EXERCISE OBJECTIVE
What follows is a listing; give it again exactly, in its entirety.
START
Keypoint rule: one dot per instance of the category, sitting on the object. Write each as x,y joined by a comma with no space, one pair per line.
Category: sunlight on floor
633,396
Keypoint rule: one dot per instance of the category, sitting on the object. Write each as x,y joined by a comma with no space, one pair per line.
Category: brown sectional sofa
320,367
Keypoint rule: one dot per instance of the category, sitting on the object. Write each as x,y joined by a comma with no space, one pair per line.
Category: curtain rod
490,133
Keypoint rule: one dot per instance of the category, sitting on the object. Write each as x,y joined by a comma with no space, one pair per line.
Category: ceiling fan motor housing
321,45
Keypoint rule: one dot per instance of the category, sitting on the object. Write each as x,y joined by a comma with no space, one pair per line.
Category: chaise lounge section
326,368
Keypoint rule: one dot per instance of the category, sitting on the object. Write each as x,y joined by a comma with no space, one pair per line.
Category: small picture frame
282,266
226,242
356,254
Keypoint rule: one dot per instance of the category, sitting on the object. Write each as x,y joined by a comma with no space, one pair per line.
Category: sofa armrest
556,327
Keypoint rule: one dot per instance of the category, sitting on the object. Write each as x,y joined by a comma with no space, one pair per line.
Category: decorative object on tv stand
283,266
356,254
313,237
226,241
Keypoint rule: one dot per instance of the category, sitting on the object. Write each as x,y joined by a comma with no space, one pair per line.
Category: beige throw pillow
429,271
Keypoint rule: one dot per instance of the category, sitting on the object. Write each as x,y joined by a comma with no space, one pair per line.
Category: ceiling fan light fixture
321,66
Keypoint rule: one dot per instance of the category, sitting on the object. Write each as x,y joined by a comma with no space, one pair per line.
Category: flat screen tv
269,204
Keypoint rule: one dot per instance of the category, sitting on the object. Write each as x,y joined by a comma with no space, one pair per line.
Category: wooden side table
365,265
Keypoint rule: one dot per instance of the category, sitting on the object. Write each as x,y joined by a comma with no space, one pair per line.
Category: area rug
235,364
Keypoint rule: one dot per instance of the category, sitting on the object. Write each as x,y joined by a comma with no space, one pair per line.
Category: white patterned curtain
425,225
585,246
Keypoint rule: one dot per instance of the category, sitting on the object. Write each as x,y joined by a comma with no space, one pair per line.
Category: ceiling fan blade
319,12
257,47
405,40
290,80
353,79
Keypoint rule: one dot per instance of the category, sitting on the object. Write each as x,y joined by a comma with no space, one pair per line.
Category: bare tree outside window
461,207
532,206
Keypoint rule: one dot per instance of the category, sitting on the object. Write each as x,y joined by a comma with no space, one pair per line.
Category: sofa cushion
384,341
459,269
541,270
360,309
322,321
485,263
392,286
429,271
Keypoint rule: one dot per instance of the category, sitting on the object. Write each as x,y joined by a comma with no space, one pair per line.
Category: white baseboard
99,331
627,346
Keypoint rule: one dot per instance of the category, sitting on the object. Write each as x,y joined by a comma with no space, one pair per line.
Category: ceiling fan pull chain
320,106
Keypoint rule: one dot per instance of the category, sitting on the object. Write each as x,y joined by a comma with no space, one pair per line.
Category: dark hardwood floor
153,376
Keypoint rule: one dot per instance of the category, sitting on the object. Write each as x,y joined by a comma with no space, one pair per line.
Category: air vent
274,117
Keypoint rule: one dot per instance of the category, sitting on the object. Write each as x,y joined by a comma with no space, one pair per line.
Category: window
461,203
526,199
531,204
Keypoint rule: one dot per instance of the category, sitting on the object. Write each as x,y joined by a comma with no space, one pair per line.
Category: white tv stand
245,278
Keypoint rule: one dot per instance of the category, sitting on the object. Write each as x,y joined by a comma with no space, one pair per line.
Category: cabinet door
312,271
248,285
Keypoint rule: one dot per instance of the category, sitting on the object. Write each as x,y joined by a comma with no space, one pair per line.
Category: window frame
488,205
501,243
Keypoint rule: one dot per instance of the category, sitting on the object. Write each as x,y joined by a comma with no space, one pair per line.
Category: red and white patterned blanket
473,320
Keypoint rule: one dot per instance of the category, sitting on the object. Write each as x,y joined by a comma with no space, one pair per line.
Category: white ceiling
END
COMPLETED TASK
Keypoint rule: one dot per instance of the category, sitting on the object. Write each as x,y joined by a comma with no space, one pair per line.
Category: sunlight on floor
633,396
Keypoint rule: one dot per instance of the category, sitting on the object. Write each as x,y joined by a comma with no space, one pair per line.
Category: brown sectional sofa
320,367
Keypoint rule: one dot per instance of the category, sitting on the object. Write each as x,y joined by a comma with no space, one pair per line.
Category: curtain rod
490,133
Keypoint rule: one dot per instance of the category, sitting on the object. Write each as x,y joined by a comma with no space, one pair per line.
Category: ceiling fan motor housing
321,45
Keypoint rule: one dot per instance of the category, sitting on the object. Write each as x,y joined by a comma with no space, one pair per line.
Category: chaise lounge section
326,368
Keypoint rule: one dot per instance of the category, sitting on the object. Write each as x,y joined by a comma with no space, one pair per line.
Category: small picture frame
282,266
226,242
356,254
Keypoint rule: one dot per instance of the category, sitting on the object. Write each as x,y joined by a comma with no space, one pair per line.
Category: sofa armrest
556,327
Keypoint rule: one dot per instance of the category, sitting on the object. Write each as x,y joined by a comma with no space, one pair per line.
Category: decorative object on tv stand
283,266
356,254
313,237
226,241
Keypoint rule: one dot per instance of the category, sitting on the object. Write each as x,y joined by a comma with no space, one pair per line.
Category: beige throw pillow
429,271
Keypoint rule: one dot per instance of the category, sitting on the object. Write each as x,y joined by a comma with no space, one pair per line.
Category: ceiling fan light fixture
321,66
Keypoint rule: one dot per instance of the category, sitting on the object. Write each as x,y joined by a comma with no space, one pair per line.
Category: flat screen tv
269,204
Keypoint rule: one dot per instance of the category, sitting on the object. Write each as x,y joined by a comma with no space, one pair per line.
Category: wooden side table
365,265
Keypoint rule: one dot per instance of the category, sitting on the object. Write each as x,y joined by a comma with no space, one pair per line.
Category: area rug
235,364
Keypoint rule: one dot per instance of the category, sitting on the object. Write each as x,y joined by a comma with no space, one pair per line.
Category: white patterned curtain
425,225
585,246
Keypoint rule: one dot per instance of the category, sitting on the object. Write each as x,y joined by a comma with no space, one pair per line.
Category: ceiling fan blade
319,12
257,47
405,40
290,80
353,79
Keypoint rule: one dot per instance of the category, sitting on the object. Write each as x,y joined by a comma with no space, one pair per line.
Category: bare tree outside window
461,207
532,206
Keypoint rule: one dot per instance of the category, sitting on the object. Write each as x,y joined by a comma with no space, one pair per line.
Category: sofa cushion
384,341
459,269
541,270
360,309
322,321
485,263
392,286
429,271
Keypoint rule: one dot per instance of the category, sitting on the object. Write each as x,y joined by a comma with no space, one pair per line.
Category: white baseboard
99,331
627,346
Keypoint rule: one dot per instance of the category, sitting on the object. Write each as x,y joined by a comma with no space, one pair per line.
Category: ceiling fan pull chain
320,106
Keypoint rule: one dot per instance of the category, sitting on the object. Write each as x,y joined by a comma with no space, one pair per line.
Category: dark hardwood floor
153,376
Keypoint rule: one dot per instance of the category, sitting on the object. Write each as x,y joined by a comma with no space, one pair per line.
Category: air vent
274,117
Keypoint rule: one dot per instance of the category, sitting on the object. Write each as x,y joined by a comma with no space, one pair per line.
Category: window
461,203
526,199
531,204
Keypoint rule: one dot per instance of the category, sitting on the object. Write each as x,y joined by a comma with no space, one pair per line.
Category: white tv stand
245,278
Keypoint rule: one dot per instance of the category, sitting on the object. Write each as x,y joined by a comma with no space, one pair per line.
Category: cabinet door
312,271
248,285
Keypoint rule: one dot per instance of the category, sitting on the object. Write each as x,y joined by a comma with no space, one pair per line.
Category: window frame
488,205
501,243
Keypoint rule: one dot per instance of the category, sitting on the object. Write each as x,y joined by a comma with no space, one pair per line.
Category: red and white patterned blanket
473,320
Keypoint rule: one dot per instance of the category, sitting on the object. Write each as x,y joined by a comma with no space, one pair per line.
Category: white ceiling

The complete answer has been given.